== Text passage
Beagles and other hounds are dog breeds which are particularly at risk and in need of rescue in the southern region of the United States, she said, because in rural areas many people do not tend to spay or neuter their pets. Beach devotes all of her time she is not working as a registered nurse in Saint Francis Medical Center's intensive care unit to her cause for the dogs. Since she began the rescue, she estimates she has had at least 60 dogs in her care.

In April, her rescue became a division of Safe Harbor Animal Sanctuary in Cape Girardeau County. Beach is the board secretary at Safe Harbor and also volunteers there weekly. An important aspect of Beach's life, and her work as a rescue director, is her faith, she said. Beach is also a licensed healing minister at a local Episcopal church. "An important part of who I am is prayer," she said.

Prayer and talk of creed at her church helped Beach develop her personal motto: "Dedicated to God, serving in prayer, healing and animal welfare." Several years ago, she said, she visited monasteries to see if she was suited to become a member, because she has felt since her teenage years that she would lead a solitary life. Instead, she decided to live with an emphasis on daily prayer. She said she prays for her patients and could not do her rescue without the assurance of prayer and a personal belief that "all will be well."

Beach does not plan for her care of dogs to end just because she no longer has certain ones. For dogs that have passed away while in her care, she said, she plans to create a memorial labyrinth in her yard using their ashes. A labyrinth, she said, has a path which allows one to focus on the walk and prayer while leading one to the center. Beach currently has five of her own dogs and 14 adoptable dogs at Silverwalk Hound Sanctuary.
====
== Dataset content
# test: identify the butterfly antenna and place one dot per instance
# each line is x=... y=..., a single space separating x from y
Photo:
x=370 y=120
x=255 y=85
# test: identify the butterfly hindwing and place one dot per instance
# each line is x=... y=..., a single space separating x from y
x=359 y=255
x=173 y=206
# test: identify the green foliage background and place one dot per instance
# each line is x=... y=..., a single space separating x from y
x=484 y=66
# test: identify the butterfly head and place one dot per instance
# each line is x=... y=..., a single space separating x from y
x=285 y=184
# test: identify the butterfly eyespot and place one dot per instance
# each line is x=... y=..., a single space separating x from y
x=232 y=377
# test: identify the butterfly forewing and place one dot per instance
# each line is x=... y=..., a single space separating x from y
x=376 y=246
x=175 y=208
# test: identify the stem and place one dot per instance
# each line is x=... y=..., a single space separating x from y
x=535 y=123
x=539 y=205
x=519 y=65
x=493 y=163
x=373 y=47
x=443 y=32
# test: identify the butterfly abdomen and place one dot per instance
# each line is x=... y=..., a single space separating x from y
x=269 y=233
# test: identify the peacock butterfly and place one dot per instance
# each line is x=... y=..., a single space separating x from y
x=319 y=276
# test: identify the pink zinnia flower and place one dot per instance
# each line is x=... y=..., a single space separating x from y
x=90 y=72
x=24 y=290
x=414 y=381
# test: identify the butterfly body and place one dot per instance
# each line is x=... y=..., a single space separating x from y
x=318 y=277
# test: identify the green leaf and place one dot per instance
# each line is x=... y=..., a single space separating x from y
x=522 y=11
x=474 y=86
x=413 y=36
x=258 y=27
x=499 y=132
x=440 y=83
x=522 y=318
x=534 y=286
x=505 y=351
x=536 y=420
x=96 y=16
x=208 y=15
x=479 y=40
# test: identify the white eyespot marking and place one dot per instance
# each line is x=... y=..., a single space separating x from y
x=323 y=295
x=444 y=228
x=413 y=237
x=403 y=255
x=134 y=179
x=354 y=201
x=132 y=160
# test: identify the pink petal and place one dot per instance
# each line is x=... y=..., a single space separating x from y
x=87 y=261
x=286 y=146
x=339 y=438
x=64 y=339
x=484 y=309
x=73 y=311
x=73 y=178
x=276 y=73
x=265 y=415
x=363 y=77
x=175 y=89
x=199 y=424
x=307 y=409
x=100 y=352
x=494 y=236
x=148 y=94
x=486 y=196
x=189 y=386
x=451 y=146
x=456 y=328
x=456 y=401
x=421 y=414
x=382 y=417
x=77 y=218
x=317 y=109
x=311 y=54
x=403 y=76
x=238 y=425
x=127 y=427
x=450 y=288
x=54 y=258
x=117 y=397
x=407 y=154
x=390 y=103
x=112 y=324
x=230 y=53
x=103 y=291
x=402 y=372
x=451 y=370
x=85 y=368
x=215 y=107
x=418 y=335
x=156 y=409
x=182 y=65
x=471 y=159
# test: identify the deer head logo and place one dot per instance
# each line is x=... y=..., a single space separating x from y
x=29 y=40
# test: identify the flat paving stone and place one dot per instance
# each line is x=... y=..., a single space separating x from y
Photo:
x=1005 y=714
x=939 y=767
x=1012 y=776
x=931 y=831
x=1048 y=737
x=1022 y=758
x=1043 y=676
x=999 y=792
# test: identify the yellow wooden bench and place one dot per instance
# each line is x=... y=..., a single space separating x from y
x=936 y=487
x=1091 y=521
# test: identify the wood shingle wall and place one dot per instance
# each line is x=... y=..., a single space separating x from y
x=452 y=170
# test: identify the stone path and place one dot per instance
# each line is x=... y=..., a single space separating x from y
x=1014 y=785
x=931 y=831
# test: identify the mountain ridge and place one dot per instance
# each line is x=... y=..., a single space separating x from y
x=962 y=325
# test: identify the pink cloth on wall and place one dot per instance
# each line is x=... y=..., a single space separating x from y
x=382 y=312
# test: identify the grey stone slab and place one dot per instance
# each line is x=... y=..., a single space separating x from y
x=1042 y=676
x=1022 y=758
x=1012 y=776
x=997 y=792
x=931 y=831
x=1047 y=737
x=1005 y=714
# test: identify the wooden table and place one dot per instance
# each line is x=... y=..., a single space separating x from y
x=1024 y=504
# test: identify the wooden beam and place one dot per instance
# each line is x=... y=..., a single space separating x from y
====
- Work instruction 1: Reproduce word for word the part of the dog rescue passage starting at "Beagles and other" and ending at "in her care.".
- Work instruction 2:
Answer these questions using the dog rescue passage:
(a) What is Beach's job when she is not working on the rescue?
(b) What did her rescue become in April?
(c) How many adoptable dogs does Beach currently have at Silverwalk Hound Sanctuary?

- Exercise answer 1:
Beagles and other hounds are dog breeds which are particularly at risk and in need of rescue in the southern region of the United States, she said, because in rural areas many people do not tend to spay or neuter their pets. Beach devotes all of her time she is not working as a registered nurse in Saint Francis Medical Center's intensive care unit to her cause for the dogs. Since she began the rescue, she estimates she has had at least 60 dogs in her care.

- Exercise answer 2:
(a) She is a registered nurse in Saint Francis Medical Center's intensive care unit.
(b) It became a division of Safe Harbor Animal Sanctuary in Cape Girardeau County.
(c) 14